▶ _WHAT YOU NEED TO DO_: Output exactly the line that includes "Check that one keypoint sits on every instance of the grass" and all the lines after it through the end of the listing below, and nothing more.

▶ _INFORMATION GIVEN_:

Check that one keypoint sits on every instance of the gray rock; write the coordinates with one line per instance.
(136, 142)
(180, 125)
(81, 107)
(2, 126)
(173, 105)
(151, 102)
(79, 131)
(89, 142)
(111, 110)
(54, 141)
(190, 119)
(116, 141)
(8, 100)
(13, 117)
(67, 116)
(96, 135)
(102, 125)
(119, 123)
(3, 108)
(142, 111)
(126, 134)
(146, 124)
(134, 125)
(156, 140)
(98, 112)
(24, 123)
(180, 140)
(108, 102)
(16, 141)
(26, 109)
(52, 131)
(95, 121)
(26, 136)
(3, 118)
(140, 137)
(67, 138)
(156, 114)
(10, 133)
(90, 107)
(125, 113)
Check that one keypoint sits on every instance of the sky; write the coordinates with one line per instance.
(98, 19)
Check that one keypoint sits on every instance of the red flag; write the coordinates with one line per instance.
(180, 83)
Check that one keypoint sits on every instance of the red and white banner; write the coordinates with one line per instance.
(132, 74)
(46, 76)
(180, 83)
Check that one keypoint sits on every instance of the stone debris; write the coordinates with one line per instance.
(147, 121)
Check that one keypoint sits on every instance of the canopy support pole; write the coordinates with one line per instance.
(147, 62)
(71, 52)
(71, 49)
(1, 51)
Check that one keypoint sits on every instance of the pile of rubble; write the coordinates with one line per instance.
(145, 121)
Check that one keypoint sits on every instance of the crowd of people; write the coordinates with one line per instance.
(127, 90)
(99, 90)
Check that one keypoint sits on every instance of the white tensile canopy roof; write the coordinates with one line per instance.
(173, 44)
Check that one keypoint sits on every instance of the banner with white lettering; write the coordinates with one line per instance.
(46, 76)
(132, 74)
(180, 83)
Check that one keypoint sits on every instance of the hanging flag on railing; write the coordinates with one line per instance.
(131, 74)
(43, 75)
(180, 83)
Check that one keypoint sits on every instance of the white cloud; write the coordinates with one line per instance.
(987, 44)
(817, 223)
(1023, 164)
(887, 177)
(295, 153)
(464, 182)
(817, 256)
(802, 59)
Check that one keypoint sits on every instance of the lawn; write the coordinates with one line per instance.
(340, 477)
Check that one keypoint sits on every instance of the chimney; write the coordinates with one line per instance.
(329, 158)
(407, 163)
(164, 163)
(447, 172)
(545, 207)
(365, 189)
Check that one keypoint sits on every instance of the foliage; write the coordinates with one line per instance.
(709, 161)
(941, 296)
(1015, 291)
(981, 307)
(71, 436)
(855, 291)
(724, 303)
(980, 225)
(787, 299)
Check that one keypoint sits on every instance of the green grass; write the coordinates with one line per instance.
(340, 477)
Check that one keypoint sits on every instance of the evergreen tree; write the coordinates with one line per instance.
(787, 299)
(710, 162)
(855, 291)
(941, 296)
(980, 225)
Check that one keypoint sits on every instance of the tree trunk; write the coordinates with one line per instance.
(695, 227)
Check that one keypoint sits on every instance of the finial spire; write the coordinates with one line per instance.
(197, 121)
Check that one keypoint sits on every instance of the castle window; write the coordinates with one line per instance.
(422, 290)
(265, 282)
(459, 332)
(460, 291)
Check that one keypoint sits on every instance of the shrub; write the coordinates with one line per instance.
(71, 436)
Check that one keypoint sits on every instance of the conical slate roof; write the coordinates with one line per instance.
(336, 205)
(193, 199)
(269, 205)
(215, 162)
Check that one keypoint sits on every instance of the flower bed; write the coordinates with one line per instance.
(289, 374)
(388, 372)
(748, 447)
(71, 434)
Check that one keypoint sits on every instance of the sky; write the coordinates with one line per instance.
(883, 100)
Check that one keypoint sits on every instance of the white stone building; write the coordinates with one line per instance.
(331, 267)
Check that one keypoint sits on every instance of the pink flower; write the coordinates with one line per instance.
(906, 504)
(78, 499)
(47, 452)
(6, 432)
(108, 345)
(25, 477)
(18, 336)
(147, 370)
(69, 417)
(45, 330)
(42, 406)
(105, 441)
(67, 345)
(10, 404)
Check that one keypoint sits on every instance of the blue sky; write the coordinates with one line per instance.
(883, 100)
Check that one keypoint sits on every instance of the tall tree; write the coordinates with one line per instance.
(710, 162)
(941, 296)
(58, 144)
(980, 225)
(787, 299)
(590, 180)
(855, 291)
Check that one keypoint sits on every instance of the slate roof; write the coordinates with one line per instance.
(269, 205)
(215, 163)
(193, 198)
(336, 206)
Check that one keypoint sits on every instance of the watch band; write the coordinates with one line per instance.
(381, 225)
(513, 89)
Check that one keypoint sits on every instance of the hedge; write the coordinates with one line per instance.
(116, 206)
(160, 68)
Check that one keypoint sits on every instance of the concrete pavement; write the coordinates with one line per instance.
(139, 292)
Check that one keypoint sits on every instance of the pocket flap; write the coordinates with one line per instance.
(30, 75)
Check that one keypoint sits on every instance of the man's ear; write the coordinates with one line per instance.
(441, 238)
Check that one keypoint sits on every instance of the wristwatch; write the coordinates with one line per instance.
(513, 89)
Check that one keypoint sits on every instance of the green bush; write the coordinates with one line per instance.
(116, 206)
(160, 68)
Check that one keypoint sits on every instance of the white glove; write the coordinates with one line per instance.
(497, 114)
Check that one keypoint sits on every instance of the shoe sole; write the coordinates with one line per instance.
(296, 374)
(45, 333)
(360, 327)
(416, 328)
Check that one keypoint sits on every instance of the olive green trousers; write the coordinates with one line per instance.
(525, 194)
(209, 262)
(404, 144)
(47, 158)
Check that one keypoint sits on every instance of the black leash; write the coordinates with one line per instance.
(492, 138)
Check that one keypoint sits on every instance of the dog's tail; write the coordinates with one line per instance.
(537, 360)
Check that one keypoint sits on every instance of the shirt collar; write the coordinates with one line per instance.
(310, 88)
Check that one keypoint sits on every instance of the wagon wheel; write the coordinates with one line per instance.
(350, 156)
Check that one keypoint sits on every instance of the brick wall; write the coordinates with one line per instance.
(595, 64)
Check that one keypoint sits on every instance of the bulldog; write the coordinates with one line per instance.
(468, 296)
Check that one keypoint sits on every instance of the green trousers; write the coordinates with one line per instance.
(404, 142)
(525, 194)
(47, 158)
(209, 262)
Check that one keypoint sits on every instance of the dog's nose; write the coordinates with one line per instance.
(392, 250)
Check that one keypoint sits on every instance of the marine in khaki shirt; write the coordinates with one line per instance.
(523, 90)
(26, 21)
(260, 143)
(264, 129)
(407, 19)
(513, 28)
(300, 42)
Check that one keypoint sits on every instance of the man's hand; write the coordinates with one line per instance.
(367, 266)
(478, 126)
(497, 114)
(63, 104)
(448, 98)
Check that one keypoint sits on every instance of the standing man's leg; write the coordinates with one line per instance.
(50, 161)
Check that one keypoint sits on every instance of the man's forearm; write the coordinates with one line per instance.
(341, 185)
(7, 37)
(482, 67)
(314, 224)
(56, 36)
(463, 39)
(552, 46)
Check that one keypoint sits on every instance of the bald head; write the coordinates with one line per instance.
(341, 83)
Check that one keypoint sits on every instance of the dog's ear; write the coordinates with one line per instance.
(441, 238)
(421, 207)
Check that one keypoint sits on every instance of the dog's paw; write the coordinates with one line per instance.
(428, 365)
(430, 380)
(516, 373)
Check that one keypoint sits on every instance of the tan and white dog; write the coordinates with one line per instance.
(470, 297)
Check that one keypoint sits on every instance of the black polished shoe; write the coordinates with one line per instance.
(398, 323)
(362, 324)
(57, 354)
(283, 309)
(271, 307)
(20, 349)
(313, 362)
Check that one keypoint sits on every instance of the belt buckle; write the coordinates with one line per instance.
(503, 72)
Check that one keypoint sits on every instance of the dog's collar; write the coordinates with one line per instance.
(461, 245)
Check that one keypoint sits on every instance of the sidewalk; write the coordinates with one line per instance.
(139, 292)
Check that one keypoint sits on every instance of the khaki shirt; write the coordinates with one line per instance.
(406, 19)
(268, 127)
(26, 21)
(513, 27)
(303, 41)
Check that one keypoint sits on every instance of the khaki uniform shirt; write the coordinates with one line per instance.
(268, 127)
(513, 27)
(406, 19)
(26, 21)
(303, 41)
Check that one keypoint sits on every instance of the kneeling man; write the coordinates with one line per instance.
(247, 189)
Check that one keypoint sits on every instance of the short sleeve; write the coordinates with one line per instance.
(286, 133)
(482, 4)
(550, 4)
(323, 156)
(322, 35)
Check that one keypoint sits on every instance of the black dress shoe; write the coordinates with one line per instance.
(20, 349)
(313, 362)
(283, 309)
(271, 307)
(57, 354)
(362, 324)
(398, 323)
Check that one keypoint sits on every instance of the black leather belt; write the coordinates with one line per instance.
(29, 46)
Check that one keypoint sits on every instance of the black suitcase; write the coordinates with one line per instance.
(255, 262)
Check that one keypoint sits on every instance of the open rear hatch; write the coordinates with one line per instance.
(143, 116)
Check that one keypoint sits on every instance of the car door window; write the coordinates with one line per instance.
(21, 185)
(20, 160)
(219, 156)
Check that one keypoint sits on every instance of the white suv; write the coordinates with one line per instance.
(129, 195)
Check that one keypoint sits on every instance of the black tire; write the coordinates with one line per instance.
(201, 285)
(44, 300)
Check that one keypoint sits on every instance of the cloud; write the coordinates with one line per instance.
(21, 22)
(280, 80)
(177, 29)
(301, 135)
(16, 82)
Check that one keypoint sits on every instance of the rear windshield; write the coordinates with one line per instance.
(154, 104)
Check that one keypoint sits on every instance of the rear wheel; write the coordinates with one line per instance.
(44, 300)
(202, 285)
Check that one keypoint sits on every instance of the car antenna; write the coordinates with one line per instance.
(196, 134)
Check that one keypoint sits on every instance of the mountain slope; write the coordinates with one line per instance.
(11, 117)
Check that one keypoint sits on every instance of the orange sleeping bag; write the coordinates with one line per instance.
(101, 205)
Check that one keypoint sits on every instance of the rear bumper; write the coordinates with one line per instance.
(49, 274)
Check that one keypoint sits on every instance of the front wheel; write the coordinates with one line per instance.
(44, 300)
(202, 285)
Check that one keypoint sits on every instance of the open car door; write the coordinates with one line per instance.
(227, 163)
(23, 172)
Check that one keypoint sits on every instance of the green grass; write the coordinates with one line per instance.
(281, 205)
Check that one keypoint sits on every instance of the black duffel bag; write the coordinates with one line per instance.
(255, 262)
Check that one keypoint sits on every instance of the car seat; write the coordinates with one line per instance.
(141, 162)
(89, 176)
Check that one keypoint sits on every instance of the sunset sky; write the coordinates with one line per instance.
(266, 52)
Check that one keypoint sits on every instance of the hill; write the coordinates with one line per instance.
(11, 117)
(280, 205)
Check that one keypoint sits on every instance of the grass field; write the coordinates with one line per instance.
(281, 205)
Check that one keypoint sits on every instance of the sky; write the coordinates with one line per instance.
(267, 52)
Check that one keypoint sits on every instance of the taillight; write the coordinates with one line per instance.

▶ _FINISHED TASK_:
Check that one keypoint sits on every instance of the grass field; write the coordinates with one line per instance.
(281, 205)
Check that one keypoint sits on every instance of the sky; write the coordinates with one line per instance.
(267, 52)
Check that one keypoint sits on every instance of the taillight; write the coordinates with one line per instance.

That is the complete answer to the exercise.